* TASK PROMPT: Locate each line in the data below that contains the string "window", treating uppercase and lowercase as different, and copy those lines out.

* DATA FOR THIS TASK:
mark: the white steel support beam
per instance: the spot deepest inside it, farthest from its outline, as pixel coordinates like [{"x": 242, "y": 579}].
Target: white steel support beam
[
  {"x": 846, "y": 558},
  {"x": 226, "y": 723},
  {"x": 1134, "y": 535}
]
* * *
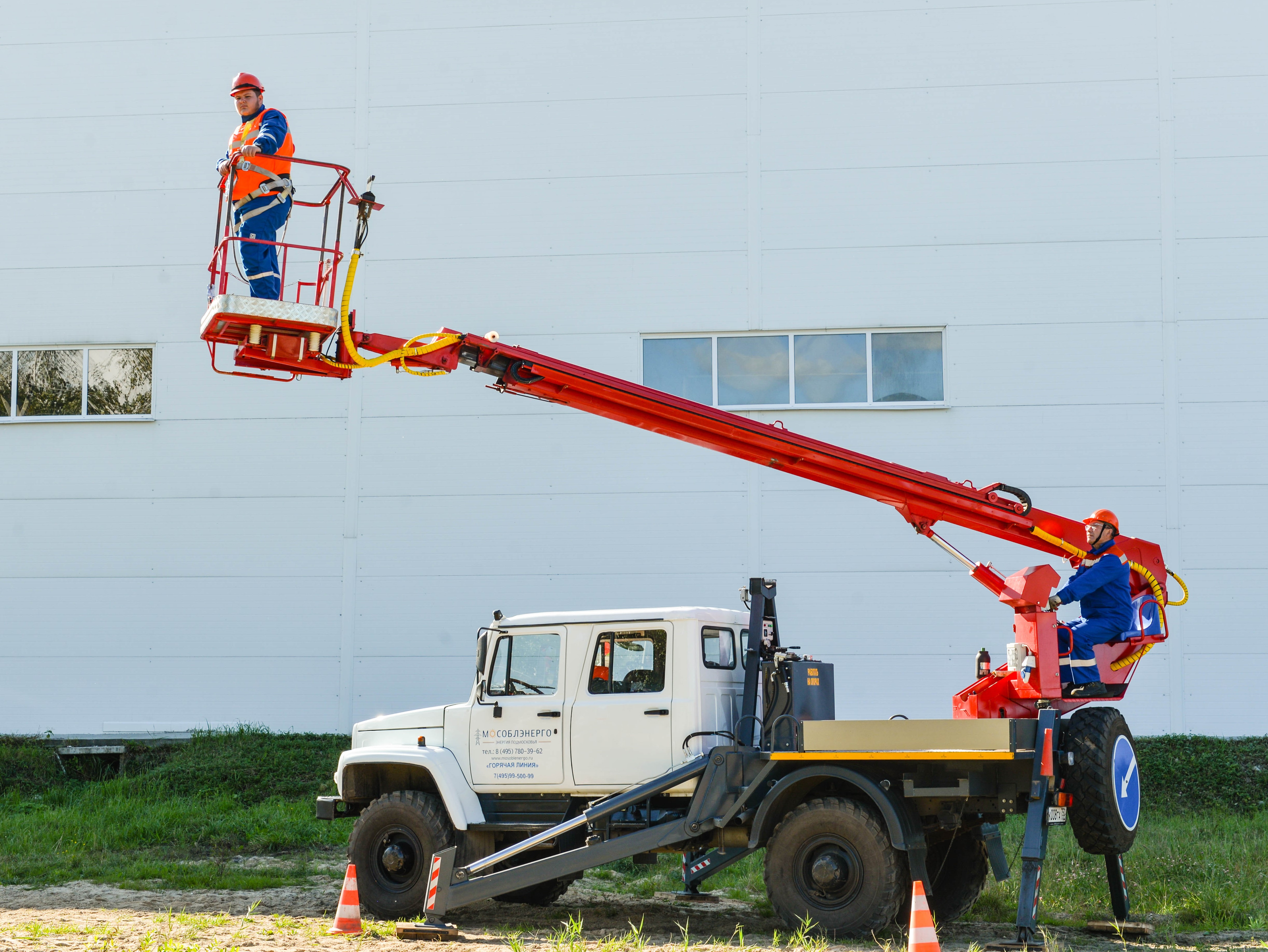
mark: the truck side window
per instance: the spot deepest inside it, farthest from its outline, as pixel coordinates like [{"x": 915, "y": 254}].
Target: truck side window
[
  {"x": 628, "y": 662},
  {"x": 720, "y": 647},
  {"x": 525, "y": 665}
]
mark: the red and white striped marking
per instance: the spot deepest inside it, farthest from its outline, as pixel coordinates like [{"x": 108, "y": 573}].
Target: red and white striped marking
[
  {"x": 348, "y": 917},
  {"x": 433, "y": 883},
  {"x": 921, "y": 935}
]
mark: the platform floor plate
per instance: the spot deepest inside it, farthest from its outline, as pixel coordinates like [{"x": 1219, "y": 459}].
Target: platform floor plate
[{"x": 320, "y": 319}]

* THE REPLY:
mark: the truck side window
Target: truck side window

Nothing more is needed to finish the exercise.